What needs to be done:
Retype the items word for word, from their first line up to and including the line that contains "positive clicks: (303, 247)".

_ _ _ _ _

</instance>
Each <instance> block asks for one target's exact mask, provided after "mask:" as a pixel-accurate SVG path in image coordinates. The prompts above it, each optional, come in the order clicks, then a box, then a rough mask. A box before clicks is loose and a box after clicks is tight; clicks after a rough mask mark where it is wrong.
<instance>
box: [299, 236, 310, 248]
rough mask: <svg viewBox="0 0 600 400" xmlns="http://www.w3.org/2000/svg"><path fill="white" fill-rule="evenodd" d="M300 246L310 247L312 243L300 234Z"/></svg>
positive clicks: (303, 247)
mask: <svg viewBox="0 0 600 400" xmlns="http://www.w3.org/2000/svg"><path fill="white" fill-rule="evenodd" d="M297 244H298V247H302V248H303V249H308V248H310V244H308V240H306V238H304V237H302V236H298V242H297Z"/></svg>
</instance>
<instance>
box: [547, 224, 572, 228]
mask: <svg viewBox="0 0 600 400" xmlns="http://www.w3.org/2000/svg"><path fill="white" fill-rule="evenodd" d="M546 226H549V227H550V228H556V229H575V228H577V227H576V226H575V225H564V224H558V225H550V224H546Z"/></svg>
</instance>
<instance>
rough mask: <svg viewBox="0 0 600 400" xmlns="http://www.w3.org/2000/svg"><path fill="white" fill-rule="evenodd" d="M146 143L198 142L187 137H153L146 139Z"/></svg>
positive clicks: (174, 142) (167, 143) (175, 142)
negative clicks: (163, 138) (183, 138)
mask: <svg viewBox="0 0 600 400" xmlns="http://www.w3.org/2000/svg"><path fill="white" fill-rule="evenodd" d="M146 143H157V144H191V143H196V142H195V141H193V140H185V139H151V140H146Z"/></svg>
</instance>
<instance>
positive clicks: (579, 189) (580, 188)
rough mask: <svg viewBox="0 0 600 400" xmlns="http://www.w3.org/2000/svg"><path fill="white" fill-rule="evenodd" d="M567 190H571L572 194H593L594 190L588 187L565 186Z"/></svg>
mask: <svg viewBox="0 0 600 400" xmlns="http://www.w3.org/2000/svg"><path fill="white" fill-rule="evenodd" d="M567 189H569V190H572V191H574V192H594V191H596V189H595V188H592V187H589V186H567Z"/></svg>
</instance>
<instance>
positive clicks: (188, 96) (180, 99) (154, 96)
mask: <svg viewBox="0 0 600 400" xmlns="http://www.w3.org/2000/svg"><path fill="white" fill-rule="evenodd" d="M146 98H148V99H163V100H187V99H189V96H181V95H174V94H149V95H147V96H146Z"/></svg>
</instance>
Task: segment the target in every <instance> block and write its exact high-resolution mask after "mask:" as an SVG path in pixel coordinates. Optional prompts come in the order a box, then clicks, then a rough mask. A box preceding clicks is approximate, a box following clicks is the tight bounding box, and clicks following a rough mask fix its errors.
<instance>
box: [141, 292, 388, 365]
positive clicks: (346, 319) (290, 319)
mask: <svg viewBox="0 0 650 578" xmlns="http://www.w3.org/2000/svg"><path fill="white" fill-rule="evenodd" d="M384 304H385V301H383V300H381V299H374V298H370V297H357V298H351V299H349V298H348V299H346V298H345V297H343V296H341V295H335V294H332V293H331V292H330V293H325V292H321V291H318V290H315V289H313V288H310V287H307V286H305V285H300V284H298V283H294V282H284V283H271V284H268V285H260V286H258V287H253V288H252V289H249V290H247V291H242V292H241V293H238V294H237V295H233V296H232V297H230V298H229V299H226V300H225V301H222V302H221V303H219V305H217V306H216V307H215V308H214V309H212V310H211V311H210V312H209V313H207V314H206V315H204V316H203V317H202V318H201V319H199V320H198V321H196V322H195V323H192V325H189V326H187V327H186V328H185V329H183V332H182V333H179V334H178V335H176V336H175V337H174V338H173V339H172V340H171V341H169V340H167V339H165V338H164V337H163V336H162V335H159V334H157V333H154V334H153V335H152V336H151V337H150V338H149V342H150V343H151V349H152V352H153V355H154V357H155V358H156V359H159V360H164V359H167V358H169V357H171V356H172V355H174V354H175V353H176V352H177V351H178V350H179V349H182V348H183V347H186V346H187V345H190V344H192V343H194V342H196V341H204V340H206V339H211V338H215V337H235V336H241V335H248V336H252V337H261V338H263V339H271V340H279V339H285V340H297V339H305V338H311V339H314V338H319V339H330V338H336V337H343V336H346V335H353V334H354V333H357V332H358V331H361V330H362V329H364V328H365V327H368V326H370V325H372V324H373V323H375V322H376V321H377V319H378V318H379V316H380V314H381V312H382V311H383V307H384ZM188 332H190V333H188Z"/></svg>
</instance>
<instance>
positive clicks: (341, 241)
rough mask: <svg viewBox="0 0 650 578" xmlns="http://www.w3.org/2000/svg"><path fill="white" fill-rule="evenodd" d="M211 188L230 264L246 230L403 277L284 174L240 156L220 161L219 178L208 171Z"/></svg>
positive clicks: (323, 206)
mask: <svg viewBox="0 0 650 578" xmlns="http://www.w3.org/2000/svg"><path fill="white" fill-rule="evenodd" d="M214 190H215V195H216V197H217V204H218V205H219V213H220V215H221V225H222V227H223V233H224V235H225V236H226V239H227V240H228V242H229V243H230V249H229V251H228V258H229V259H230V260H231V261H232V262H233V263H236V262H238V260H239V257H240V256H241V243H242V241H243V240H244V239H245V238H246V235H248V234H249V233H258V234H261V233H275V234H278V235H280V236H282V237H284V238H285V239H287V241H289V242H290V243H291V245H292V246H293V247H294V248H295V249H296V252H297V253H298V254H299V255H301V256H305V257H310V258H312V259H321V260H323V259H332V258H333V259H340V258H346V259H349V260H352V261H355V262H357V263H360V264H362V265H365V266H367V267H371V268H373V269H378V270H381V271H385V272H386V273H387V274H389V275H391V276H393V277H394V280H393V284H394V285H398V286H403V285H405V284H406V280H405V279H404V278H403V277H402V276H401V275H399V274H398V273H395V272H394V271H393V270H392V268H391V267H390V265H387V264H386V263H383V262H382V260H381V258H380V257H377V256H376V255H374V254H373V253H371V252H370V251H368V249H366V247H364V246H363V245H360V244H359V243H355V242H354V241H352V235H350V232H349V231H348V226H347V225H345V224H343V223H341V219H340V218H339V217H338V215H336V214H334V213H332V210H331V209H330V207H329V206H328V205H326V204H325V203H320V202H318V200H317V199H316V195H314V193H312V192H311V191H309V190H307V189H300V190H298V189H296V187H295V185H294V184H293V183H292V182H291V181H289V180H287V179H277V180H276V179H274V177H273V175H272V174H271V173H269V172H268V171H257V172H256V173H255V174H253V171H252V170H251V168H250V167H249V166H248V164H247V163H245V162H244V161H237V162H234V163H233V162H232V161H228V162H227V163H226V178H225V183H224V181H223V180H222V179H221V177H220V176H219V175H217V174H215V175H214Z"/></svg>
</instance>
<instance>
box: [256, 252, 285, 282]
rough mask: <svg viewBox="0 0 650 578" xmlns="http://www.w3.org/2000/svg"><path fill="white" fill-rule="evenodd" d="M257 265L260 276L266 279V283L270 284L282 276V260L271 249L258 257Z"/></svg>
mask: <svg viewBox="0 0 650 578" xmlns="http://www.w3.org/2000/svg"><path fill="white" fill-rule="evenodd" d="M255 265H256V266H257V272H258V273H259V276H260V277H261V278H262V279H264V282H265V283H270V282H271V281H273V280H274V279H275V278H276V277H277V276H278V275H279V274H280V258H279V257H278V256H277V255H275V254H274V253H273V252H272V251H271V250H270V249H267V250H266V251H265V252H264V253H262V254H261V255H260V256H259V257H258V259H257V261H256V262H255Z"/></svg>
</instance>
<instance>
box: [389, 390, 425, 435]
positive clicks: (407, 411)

_ _ _ _ _

Result of this task:
</instance>
Each <instance> block asks for one target's exact mask, provided after "mask:" as a pixel-accurate SVG path in image coordinates. The prompts above it, each optional, come in the order clicks, then a box, then a rough mask. A box before clicks is loose and a box after clicks is tight; clicks after a rough mask mark where it is wrong.
<instance>
box: [299, 236, 310, 248]
rough mask: <svg viewBox="0 0 600 400" xmlns="http://www.w3.org/2000/svg"><path fill="white" fill-rule="evenodd" d="M300 246L310 247L312 243L300 234Z"/></svg>
positive clicks: (303, 247)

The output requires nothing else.